For the listing below, print exactly the lines from the line with "Might I ask you to point at the village" to the line with "Might I ask you to point at the green field", both included, and nothing beyond them.

##### Excerpted data #####

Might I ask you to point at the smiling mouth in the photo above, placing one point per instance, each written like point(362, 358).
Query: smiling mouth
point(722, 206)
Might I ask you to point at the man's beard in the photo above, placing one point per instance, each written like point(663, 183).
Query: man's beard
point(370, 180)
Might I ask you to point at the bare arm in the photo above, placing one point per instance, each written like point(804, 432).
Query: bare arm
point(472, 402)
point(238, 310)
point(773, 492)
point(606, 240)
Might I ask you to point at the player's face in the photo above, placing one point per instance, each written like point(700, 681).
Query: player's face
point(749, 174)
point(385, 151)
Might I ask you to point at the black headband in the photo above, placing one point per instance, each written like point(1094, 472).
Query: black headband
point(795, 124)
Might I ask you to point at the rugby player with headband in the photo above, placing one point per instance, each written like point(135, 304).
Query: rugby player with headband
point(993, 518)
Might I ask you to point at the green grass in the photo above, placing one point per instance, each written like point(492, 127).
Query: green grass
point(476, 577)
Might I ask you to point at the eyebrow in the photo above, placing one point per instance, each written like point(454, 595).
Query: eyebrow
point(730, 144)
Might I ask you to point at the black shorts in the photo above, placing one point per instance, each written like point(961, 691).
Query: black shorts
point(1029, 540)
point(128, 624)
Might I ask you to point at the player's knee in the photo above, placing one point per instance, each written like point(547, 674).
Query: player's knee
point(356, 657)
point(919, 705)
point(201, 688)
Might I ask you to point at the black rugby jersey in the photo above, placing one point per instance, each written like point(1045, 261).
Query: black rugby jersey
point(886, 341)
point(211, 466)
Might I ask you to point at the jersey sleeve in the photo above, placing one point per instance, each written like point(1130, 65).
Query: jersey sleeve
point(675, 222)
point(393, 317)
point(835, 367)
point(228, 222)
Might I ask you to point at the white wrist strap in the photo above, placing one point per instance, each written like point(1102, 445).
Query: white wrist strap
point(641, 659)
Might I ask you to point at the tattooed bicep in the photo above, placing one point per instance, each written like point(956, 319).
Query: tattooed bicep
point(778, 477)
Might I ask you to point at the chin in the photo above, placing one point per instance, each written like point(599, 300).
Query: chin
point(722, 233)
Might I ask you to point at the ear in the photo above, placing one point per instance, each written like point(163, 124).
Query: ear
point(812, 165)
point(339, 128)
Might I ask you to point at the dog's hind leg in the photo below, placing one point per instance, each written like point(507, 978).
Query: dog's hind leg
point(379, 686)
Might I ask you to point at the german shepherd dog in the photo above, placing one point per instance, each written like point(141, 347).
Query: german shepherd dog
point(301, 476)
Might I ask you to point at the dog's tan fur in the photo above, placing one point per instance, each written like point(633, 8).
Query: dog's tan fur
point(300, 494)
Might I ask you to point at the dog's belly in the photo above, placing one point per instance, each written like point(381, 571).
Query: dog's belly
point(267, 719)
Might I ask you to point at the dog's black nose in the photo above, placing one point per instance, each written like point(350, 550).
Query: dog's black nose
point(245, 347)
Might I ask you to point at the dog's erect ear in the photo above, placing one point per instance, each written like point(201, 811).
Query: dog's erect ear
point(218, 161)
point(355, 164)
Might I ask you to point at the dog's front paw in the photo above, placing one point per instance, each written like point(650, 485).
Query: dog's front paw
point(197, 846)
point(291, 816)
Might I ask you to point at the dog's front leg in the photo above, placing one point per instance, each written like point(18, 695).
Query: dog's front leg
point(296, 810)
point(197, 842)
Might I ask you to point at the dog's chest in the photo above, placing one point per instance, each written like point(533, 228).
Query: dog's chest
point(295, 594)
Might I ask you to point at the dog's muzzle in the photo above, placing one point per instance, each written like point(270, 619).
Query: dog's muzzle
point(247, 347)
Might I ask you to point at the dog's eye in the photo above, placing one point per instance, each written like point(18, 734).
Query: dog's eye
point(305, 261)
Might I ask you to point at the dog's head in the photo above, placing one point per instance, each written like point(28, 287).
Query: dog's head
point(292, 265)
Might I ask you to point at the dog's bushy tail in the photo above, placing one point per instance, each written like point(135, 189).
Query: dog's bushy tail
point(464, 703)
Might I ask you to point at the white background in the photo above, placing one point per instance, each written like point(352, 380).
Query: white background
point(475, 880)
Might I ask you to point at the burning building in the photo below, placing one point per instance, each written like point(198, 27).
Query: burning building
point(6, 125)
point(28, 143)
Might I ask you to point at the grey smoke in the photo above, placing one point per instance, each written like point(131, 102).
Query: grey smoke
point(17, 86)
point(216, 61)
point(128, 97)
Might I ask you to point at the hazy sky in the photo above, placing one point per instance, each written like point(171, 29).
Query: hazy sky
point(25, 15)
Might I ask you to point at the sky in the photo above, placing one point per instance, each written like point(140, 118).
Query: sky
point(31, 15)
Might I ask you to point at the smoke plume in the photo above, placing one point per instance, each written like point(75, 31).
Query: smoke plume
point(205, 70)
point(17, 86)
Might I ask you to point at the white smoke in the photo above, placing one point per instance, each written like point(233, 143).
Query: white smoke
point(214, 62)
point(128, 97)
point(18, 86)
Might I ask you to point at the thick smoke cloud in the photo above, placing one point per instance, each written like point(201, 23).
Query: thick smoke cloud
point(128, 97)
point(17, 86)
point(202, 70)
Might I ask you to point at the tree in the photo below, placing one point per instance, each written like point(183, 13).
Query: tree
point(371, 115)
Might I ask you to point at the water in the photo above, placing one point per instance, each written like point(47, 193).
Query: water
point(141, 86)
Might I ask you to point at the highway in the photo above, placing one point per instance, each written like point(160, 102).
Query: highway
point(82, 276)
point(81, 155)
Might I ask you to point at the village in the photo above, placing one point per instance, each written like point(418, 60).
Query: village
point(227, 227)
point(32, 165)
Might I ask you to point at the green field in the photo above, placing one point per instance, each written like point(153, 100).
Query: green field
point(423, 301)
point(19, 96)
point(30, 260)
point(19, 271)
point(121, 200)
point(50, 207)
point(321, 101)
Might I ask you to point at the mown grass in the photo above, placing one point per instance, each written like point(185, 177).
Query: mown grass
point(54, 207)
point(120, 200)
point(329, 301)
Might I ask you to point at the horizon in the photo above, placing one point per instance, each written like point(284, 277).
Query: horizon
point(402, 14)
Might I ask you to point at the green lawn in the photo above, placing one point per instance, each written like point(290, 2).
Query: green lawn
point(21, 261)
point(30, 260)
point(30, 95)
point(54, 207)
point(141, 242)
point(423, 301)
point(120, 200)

#####

Exercise output —
Might I ask you to point at the village in the photo above, placing one point per instance, each written like point(418, 60).
Query: village
point(227, 227)
point(32, 165)
Might I ask you to point at the green field in the photo above, placing one point per instance, each written like point(153, 100).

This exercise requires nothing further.